*Stated task:* Report how many lines in the items below contain the string "awning", giving only the number.

*Records shown:*
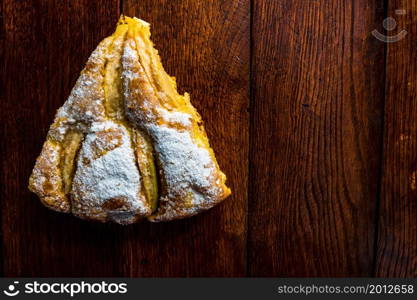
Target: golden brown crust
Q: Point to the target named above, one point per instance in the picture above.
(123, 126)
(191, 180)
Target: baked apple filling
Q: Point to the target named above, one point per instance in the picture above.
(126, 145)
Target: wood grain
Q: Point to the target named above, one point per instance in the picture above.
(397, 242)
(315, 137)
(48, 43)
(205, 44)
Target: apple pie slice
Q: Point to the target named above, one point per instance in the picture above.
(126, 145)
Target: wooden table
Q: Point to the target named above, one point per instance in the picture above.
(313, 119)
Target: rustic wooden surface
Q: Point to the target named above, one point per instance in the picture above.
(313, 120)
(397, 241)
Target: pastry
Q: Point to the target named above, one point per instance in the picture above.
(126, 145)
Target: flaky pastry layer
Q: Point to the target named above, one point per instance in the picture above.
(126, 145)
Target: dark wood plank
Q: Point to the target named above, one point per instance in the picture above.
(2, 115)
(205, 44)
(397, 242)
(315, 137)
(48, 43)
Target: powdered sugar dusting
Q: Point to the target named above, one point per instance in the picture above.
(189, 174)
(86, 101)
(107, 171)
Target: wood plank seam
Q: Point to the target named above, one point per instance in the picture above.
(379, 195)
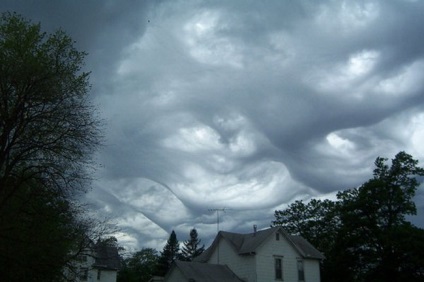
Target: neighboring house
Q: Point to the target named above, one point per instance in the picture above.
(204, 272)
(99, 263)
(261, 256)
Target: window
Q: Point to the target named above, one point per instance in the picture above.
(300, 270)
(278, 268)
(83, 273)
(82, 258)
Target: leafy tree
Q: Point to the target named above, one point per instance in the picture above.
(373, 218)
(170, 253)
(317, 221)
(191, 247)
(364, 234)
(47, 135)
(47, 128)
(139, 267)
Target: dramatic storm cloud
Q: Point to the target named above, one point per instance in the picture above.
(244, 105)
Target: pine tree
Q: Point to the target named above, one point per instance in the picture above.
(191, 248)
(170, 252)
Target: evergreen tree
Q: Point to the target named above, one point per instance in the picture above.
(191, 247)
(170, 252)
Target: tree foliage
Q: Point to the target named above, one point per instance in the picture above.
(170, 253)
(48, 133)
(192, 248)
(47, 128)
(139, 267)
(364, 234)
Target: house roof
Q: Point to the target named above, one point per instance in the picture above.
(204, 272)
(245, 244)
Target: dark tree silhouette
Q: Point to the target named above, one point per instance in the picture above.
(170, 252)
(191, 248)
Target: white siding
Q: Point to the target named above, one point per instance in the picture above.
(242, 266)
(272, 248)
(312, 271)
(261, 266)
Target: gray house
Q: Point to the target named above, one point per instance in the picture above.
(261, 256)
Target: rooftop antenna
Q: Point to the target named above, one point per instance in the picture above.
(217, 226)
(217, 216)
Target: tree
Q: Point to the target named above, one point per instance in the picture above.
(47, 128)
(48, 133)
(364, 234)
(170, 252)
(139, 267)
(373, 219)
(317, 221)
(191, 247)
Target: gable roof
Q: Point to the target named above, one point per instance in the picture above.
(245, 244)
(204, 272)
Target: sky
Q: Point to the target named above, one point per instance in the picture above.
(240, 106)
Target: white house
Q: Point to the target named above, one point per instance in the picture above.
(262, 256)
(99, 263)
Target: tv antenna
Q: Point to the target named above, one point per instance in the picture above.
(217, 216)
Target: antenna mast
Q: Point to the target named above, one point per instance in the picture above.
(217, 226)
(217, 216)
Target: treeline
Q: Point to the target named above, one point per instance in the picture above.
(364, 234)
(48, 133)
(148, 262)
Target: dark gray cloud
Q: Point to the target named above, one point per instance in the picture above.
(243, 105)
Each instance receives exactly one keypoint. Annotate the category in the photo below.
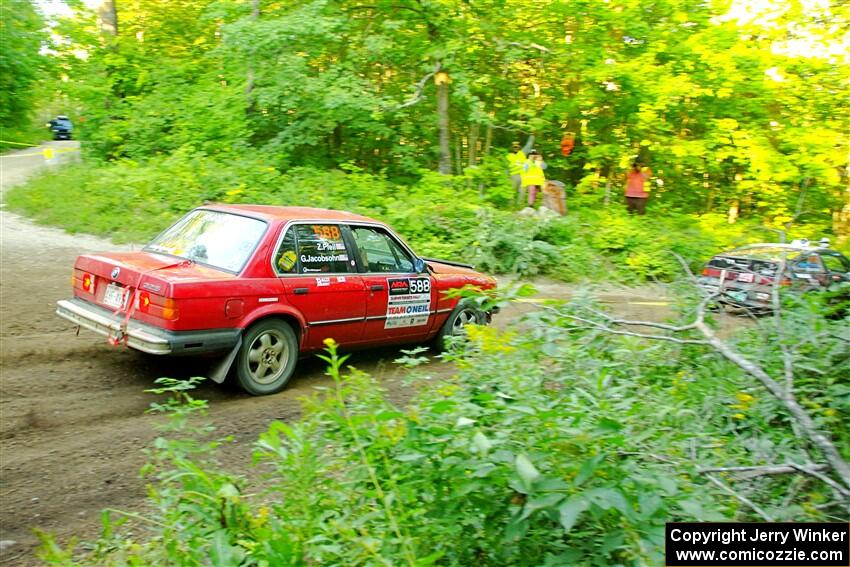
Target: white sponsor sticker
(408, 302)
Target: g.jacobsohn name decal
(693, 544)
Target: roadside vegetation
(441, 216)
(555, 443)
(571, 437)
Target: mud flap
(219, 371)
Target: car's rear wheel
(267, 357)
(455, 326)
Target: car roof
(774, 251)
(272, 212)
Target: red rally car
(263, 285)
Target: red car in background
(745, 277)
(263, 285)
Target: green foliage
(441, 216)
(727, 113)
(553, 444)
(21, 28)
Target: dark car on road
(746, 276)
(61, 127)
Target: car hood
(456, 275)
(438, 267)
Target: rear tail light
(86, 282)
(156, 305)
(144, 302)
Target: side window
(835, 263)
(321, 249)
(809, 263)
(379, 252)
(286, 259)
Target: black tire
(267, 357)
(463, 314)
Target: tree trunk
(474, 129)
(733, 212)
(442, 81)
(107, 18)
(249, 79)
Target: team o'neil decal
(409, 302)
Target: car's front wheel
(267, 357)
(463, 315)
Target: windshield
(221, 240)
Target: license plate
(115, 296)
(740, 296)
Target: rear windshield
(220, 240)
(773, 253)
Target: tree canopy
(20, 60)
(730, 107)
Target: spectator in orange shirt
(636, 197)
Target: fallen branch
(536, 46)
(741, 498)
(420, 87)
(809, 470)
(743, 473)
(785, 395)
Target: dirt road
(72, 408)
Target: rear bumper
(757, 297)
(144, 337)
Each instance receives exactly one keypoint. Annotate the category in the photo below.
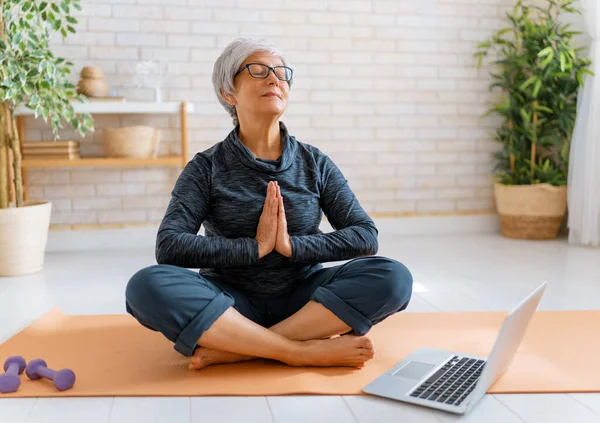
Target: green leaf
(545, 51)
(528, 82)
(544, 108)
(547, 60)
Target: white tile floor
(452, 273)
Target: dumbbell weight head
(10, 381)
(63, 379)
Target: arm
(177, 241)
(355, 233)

--

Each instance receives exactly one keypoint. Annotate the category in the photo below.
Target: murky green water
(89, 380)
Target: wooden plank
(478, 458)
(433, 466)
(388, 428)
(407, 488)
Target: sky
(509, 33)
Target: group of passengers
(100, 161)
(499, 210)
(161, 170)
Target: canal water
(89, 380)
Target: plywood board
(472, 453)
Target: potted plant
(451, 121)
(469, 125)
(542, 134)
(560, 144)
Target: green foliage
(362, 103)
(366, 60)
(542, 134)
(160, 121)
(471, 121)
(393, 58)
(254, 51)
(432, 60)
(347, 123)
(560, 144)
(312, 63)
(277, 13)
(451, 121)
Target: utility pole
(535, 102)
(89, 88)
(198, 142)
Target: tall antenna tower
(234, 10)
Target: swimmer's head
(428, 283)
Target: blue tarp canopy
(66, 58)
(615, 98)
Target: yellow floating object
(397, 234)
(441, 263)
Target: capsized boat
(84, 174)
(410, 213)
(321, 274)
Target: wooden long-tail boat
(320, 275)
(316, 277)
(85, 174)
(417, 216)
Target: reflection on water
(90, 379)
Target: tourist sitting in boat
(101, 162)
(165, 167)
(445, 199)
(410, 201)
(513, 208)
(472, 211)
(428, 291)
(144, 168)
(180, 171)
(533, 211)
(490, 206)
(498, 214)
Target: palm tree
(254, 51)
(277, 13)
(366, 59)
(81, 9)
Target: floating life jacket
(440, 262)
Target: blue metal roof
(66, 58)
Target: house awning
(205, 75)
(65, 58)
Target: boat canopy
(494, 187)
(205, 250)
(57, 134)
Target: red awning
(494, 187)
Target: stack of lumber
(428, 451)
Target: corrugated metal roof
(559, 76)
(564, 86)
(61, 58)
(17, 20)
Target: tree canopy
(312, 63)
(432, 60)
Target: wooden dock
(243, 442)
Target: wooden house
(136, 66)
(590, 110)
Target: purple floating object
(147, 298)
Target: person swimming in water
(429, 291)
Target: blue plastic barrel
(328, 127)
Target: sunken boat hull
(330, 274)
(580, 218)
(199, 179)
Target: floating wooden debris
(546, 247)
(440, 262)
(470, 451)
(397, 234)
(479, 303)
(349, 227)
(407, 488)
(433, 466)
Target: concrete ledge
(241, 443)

*The output:* 2